### Exercise task a
Can you write out the part of the filler cap passage starting with "Then, in the" and going on through "passage channel 66."?

### Page extract
Then, in the central part of the cap 64 is formed air passage channel 66 whose upper part is connected to the space 23S and the lower part of this air passage channel 66 is connected to inside the fuel tank 100. That is, cap 68 to prevent a fluid wave motion is arranged in groove 67 that is formed underside of the cap 64; wherein, a bottom opening of the groove 67 is closed with the cap 68 except for a part 69 (fluid vent) that is connected to inside the fuel tank 100, while above this cap 68 are formed fluid passage channel 70 connected to the fluid vent 69 and the air passage channel 66.


Numerical reference 63 designates a gasket having an opening at the central part thereof; when the inner cylinder portion 62 is fitted to the fitting groove 65 of the cap 64, an escape can be prevented owing to turned edge 64A of the cap 64 because the outer diameter of the cap 64 is larger than the inner diameter of the gasket 63. Then, at the time when the filler cap 10 is attached to the filler opening 98, the mouth ring of the filler opening 98 is contacted to the gasket 63 for sealing by connecting the male screw formed on the filler opening 98 to the female screw 61 formed on the inner wall of the outer cylinder portion 60.

### Records shown

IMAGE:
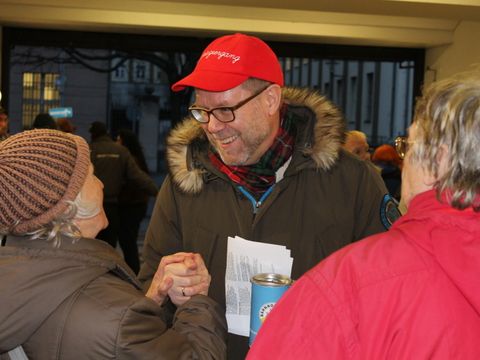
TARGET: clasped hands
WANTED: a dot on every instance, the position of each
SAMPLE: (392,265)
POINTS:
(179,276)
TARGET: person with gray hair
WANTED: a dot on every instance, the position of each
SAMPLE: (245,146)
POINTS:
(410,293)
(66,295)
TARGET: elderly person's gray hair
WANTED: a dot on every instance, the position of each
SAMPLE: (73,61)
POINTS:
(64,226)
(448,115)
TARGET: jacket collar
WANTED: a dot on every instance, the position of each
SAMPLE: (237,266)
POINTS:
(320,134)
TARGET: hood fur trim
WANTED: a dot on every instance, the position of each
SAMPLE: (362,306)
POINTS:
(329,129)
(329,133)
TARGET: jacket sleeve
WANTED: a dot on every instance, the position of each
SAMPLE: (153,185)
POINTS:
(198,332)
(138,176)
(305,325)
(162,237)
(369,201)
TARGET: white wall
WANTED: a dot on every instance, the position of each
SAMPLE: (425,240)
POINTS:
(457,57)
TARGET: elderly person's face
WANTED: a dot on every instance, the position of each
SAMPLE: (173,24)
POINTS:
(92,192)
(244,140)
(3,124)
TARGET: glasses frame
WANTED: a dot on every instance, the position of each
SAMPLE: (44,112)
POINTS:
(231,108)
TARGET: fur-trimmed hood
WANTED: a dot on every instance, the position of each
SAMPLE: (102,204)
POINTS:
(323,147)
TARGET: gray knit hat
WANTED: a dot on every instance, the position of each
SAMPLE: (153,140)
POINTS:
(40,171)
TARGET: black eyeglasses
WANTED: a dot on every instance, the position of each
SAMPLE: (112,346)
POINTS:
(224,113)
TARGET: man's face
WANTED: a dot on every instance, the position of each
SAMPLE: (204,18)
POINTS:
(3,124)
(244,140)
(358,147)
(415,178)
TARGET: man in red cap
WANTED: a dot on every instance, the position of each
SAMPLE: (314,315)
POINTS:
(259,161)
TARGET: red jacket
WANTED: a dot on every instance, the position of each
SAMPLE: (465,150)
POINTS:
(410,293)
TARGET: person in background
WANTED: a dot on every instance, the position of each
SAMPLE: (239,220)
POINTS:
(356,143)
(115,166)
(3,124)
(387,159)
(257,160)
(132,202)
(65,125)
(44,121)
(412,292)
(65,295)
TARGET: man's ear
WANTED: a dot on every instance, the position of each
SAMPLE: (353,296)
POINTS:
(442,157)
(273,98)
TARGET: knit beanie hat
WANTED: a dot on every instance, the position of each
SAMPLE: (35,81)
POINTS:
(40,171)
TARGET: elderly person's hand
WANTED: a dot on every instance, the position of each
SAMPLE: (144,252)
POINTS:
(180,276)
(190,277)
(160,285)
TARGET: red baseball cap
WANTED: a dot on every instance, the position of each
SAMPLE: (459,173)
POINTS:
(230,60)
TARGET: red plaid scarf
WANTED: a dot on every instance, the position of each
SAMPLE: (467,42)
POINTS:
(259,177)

### Exercise task b
Could you repeat the records exactly, starting with the line with "TARGET: red plaid scarf" and going on through the last line of the records, both ends included?

### Exercise output a
Then, in the central part of the cap 64 is formed air passage channel 66 whose upper part is connected to the space 23S and the lower part of this air passage channel 66 is connected to inside the fuel tank 100. That is, cap 68 to prevent a fluid wave motion is arranged in groove 67 that is formed underside of the cap 64; wherein, a bottom opening of the groove 67 is closed with the cap 68 except for a part 69 (fluid vent) that is connected to inside the fuel tank 100, while above this cap 68 are formed fluid passage channel 70 connected to the fluid vent 69 and the air passage channel 66.

### Exercise output b
TARGET: red plaid scarf
WANTED: a dot on every instance, the position of each
SAMPLE: (467,42)
POINTS:
(259,177)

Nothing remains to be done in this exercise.